PROBLEM DESCRIPTION
Write out the items below verbatim, copying only the part that opens with the line containing "crowd of onlookers." and closes with the line containing "[770,148,1024,267]".

LISTED ENTRIES

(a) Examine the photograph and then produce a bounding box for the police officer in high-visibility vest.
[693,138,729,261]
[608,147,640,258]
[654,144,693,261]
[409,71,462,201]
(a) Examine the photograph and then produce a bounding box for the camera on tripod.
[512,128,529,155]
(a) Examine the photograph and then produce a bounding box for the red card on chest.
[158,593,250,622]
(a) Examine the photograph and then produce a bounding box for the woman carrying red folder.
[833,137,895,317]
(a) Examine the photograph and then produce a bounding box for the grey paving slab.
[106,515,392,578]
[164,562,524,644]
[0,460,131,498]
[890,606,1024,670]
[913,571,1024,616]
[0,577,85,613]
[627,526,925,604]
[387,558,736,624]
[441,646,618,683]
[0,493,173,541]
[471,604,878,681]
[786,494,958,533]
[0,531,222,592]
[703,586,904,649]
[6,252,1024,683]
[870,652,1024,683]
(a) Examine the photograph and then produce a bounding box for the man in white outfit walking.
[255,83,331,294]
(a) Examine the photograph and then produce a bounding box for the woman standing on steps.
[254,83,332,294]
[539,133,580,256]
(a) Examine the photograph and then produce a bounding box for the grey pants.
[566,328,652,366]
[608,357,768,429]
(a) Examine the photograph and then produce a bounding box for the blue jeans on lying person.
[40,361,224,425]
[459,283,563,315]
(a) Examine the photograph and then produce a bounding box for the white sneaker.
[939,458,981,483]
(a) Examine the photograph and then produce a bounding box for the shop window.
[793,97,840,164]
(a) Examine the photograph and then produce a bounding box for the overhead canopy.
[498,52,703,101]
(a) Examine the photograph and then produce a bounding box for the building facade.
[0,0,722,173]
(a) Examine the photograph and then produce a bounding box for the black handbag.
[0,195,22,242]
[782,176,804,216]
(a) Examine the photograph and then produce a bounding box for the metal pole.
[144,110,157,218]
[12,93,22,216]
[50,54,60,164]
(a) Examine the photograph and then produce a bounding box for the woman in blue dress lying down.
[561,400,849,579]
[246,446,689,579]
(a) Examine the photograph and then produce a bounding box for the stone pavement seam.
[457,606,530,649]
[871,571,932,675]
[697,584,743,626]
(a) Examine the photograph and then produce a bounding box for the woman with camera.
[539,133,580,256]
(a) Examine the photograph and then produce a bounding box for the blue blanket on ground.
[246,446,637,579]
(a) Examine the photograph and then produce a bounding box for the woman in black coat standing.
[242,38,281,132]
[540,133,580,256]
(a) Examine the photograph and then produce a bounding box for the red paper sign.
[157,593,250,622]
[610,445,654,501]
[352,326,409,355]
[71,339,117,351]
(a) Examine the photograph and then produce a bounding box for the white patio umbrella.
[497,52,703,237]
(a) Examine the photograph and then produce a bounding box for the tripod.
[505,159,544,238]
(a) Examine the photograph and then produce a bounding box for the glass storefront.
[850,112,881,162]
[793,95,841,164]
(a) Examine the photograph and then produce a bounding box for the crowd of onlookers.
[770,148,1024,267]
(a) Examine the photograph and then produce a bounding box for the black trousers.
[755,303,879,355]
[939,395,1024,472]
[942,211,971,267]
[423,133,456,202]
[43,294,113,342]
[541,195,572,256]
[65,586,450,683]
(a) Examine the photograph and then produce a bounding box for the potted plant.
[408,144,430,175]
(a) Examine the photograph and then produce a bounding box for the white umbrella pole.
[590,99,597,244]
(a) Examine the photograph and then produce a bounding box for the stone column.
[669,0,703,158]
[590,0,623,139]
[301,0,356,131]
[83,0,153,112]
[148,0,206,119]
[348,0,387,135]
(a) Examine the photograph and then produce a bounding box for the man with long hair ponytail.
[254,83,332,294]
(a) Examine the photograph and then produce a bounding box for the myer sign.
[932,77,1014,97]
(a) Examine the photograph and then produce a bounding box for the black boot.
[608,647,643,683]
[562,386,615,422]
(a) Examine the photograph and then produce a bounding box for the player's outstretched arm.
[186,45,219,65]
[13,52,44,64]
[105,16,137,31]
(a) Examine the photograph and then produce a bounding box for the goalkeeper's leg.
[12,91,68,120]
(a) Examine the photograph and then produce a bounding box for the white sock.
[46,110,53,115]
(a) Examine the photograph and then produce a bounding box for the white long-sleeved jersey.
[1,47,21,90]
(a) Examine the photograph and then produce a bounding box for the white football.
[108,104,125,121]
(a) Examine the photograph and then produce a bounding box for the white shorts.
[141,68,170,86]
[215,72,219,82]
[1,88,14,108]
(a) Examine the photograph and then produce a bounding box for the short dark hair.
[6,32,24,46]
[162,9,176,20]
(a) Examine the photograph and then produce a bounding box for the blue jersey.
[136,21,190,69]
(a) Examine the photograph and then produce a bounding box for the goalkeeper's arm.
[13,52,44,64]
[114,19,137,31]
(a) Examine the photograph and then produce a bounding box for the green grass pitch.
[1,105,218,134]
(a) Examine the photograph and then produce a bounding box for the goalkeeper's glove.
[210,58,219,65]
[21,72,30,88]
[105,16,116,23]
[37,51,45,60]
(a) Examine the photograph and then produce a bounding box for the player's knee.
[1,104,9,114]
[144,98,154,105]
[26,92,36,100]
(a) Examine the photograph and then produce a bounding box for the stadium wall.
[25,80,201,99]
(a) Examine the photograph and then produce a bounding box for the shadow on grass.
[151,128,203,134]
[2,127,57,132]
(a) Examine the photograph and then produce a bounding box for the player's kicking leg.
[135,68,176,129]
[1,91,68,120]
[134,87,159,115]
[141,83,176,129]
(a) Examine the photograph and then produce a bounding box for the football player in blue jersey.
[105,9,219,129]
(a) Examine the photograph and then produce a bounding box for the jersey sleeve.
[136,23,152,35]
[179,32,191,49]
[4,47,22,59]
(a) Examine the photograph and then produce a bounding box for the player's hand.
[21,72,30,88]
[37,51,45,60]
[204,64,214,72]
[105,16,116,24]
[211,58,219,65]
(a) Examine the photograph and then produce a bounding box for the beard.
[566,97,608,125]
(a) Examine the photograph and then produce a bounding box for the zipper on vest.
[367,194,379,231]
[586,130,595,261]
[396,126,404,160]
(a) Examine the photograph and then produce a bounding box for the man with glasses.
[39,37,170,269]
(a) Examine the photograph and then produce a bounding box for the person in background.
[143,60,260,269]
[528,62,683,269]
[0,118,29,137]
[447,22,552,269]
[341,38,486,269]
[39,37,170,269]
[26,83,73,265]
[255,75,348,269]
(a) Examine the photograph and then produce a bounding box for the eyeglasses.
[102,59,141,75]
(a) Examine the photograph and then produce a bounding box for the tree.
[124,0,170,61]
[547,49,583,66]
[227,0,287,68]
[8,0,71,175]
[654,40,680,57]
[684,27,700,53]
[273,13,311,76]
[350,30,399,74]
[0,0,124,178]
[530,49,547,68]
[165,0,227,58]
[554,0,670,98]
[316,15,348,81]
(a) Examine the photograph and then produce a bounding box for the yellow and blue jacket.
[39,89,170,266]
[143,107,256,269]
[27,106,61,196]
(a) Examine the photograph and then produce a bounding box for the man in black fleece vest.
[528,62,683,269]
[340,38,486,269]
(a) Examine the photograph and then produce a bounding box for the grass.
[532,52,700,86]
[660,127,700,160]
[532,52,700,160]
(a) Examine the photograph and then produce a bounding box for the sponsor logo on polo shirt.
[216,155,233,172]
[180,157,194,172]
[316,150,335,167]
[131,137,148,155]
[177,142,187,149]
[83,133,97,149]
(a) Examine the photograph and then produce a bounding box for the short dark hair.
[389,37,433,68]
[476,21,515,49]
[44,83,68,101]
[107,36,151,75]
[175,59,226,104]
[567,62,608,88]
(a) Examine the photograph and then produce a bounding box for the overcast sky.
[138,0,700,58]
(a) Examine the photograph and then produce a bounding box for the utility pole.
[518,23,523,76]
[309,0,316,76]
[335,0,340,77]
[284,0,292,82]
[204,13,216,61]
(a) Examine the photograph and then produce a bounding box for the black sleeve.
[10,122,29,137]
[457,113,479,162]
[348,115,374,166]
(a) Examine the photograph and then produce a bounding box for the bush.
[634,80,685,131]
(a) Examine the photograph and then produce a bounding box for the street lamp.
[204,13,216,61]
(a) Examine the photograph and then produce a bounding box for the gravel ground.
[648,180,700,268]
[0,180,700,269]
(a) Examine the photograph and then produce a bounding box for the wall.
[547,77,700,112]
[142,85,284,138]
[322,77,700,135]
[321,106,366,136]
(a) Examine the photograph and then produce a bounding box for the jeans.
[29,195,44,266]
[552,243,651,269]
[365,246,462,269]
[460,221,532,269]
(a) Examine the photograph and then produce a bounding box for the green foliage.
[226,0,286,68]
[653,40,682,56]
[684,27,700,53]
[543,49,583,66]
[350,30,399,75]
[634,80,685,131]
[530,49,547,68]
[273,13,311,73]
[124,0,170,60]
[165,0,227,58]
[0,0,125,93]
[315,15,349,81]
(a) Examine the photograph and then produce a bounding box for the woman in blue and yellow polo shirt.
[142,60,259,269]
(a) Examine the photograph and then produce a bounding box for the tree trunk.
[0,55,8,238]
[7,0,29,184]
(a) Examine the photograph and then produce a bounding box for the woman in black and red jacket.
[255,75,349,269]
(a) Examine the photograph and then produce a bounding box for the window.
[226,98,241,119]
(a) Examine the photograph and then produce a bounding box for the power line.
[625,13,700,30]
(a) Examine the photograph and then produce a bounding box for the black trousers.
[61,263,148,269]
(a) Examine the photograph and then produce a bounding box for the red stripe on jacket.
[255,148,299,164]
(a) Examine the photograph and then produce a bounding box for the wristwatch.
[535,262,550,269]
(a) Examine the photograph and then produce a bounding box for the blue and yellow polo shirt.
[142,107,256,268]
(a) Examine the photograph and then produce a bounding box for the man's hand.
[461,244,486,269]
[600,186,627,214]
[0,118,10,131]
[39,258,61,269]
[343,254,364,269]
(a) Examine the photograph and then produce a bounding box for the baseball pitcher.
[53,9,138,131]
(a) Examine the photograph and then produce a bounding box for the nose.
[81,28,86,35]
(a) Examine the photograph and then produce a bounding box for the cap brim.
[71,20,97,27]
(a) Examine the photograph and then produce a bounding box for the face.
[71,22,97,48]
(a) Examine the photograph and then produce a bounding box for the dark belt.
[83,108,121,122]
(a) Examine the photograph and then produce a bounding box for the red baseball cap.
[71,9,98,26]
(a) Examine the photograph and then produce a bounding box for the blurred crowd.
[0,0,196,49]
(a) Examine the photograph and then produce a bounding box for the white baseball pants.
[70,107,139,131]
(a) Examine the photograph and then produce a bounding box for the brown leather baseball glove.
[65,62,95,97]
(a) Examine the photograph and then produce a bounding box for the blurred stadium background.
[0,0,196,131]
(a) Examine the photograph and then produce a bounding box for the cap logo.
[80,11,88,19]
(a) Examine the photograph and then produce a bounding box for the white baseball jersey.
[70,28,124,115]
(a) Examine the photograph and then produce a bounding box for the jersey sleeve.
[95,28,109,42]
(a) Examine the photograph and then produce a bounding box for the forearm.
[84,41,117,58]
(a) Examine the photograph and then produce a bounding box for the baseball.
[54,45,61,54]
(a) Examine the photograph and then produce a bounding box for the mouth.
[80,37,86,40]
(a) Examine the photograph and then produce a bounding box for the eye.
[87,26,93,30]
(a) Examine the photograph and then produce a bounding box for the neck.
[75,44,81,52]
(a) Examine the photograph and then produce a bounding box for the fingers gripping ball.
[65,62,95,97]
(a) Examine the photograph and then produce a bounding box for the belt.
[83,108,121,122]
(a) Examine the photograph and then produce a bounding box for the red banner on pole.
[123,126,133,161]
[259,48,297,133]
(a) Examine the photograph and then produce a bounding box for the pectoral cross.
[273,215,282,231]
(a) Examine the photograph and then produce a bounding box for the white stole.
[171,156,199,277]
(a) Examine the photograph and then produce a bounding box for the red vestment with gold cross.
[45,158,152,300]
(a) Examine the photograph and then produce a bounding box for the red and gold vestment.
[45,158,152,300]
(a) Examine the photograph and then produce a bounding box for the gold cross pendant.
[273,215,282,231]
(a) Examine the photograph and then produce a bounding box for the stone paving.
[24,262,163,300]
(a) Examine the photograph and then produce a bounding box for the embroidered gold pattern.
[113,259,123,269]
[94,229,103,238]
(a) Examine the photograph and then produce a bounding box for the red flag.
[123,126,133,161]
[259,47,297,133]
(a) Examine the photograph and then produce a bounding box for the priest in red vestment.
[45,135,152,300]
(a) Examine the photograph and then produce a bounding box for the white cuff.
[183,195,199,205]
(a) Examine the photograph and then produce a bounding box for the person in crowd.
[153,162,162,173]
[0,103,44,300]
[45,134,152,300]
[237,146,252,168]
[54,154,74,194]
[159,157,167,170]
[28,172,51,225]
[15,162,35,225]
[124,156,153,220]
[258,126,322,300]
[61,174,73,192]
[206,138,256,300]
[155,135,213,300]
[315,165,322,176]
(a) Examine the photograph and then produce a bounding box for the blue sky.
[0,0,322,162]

TASK RESULT
(a) Examine the photograph and then produce a bounding box for the crowd of onlookers.
[770,148,1024,267]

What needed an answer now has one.